--- Records to use ---
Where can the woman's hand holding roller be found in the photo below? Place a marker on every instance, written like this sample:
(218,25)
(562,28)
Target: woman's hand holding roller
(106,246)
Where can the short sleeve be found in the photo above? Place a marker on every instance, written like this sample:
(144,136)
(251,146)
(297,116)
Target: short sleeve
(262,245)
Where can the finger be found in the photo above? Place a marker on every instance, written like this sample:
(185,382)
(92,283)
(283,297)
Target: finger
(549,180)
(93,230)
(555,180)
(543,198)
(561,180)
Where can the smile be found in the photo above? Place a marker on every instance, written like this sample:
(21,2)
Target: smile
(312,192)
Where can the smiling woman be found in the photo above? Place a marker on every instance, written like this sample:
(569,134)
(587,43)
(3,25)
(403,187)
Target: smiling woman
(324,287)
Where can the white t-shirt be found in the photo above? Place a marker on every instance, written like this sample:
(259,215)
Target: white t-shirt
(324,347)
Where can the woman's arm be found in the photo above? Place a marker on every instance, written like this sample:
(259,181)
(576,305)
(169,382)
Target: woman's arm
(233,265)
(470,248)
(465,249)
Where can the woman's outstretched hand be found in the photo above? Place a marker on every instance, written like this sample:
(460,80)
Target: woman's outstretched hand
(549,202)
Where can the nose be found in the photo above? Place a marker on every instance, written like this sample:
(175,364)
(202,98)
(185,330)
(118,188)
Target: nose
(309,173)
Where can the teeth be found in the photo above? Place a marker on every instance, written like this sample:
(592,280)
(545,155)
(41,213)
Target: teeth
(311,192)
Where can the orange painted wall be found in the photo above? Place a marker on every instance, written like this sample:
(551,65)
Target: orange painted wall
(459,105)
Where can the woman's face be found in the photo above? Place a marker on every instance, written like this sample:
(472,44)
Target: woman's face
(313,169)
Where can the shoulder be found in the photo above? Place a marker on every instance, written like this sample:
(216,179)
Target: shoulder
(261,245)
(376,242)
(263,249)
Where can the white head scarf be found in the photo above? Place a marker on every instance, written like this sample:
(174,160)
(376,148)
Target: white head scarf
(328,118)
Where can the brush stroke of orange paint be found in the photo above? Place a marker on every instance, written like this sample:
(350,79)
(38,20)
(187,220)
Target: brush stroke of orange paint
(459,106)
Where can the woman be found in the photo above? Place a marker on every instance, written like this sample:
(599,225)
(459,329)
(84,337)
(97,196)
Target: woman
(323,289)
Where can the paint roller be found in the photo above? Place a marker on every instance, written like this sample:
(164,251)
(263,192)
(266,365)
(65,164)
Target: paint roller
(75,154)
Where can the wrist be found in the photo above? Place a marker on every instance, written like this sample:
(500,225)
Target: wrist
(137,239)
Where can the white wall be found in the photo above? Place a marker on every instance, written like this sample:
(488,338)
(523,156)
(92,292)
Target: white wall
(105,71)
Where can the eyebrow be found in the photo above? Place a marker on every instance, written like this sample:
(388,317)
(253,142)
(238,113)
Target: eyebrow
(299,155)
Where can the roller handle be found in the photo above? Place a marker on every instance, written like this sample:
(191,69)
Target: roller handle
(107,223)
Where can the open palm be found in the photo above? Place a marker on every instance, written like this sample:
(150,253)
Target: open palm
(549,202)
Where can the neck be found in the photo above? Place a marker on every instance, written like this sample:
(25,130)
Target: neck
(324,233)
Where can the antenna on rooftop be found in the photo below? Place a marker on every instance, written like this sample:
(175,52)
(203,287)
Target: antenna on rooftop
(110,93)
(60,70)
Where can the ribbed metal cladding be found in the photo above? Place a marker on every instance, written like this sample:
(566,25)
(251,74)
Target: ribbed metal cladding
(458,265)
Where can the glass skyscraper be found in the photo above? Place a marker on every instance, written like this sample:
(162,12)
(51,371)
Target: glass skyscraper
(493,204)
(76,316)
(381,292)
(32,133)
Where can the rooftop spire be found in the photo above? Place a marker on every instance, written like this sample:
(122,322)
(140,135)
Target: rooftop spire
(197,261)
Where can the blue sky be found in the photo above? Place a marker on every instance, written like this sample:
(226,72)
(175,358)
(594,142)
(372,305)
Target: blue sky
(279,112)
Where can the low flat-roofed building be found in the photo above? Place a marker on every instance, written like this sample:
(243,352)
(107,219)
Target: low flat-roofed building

--- Given request ---
Write out every line from the records above, word for word.

--- Answer to this exercise ---
Where can the woman's hand holding roller be found in the photo below? Place a marker on every instance, written like this sample:
(218,25)
(562,28)
Target: woman's hand holding roller
(106,246)
Where can the short sleeve be found in the photo above? Place a marker on every instance, written like this sample:
(144,136)
(251,146)
(297,116)
Target: short sleeve
(262,245)
Where can the finger be found in the photo above? Place a marker on every instance, written like this sample:
(185,382)
(92,283)
(283,297)
Target: finger
(549,180)
(93,230)
(555,180)
(543,198)
(561,180)
Where can the smile be found in the photo above? Place a marker on every instance, written like this sample:
(21,2)
Target: smile
(312,192)
Where can the smiling woman be found in the photo above? Place a marker on every instance, written like this sample:
(569,134)
(587,43)
(3,25)
(403,187)
Target: smiling woman
(324,287)
Where can the white t-shirt be found in the photo above? Place a marker on every instance, written like this sample:
(259,215)
Target: white t-shirt
(324,347)
Where can the woman's arm be found in the photo above? Place a marker on every instance, written like this sample:
(259,181)
(576,305)
(169,382)
Target: woman's arm
(233,265)
(470,248)
(465,249)
Where can the woman's outstretched hand be found in the photo above? Place a marker on every instance, written like this sample:
(460,80)
Target: woman's outstretched hand
(549,202)
Where can the nose be found in the photo above? Place a marker on every instance, written like this sample:
(175,364)
(202,98)
(185,330)
(118,188)
Target: nose
(309,173)
Where can the teeth be found in the photo above? Place a marker on every instance, written like this sample:
(592,280)
(545,155)
(41,213)
Target: teeth
(311,192)
Where can the orange painted wall be found in the photo above? Place a marker on every instance, written like this sample:
(551,65)
Target: orange painted wall
(459,105)
Where can the woman's face be found in the photo above? Place a marker on every instance, written like this sample:
(472,44)
Target: woman's face
(313,169)
Where can the shoulder be found in the photo above? Place a marker on every instance, written like this sample:
(216,179)
Target: shoulder
(261,245)
(376,242)
(263,249)
Where can the white head scarf be found in the photo above? Place a marker on every instance, written like this sample:
(174,160)
(376,148)
Target: white head scarf
(328,118)
Where can the brush stroke of orange paint be found in the photo above? Place a marker on every instance, written like this sample:
(350,79)
(38,20)
(187,220)
Target: brush stroke of orange paint
(459,106)
Where can the woman be found in the photo above? Place a marker on every instance, written like this sample:
(599,225)
(459,329)
(84,337)
(97,196)
Target: woman
(323,289)
Where can the paint roller be found in the photo above? Place a marker on every instance, written like this sample:
(164,251)
(263,192)
(266,365)
(65,164)
Target: paint roller
(75,154)
Where can the wrist be found in the photo above? Place a marker on every instance, written like this sample:
(500,225)
Target: wrist
(137,239)
Where can the white wall be found in the photo above? Place a marker on every instance, written like this sample:
(488,338)
(523,156)
(92,292)
Target: white wall
(105,71)
Where can the eyebrow be found in the photo above? Place a marker on every instance, written like this sample:
(388,317)
(253,142)
(238,113)
Target: eyebrow
(299,155)
Where can the roller handle be found in the photo above? Place a marker on every instance, written like this sample:
(191,69)
Target: roller handle
(107,223)
Where can the open palm be found in the photo above? Place a marker on every instance, written like this sample:
(150,253)
Target: open palm
(549,202)
Where can the neck be found in the photo above? Place a marker on every instance, written like this sample:
(25,130)
Target: neck
(324,233)
Where can the antenna on rooftop be found in the photo below? Place a marker on every instance, written like this sample:
(175,52)
(203,287)
Target: antenna on rooftop
(110,93)
(60,70)
Where can the ribbed metal cladding be found in the photo above? Place a marker on every instance, written like this sample:
(566,25)
(251,74)
Target: ribbed metal cladding
(458,265)
Where can the glass skyscraper be found in the photo above? Place a marker on every instance, written like this sample:
(162,12)
(51,371)
Target: glass skyscraper
(493,204)
(76,316)
(381,292)
(32,133)
Where can the rooftop spire be found in the photo above? Place a marker on every instance, written like this sample:
(122,322)
(140,135)
Target: rooftop spire
(197,261)
Where can the blue sky be found in the photo above? Place a marker on every instance, written like this sample:
(226,72)
(175,358)
(594,142)
(372,305)
Target: blue sky
(279,112)
Where can the low flat-roofed building be found in the photo above? Place a marker on every instance, written like this sample:
(243,352)
(107,219)
Target: low flat-roofed building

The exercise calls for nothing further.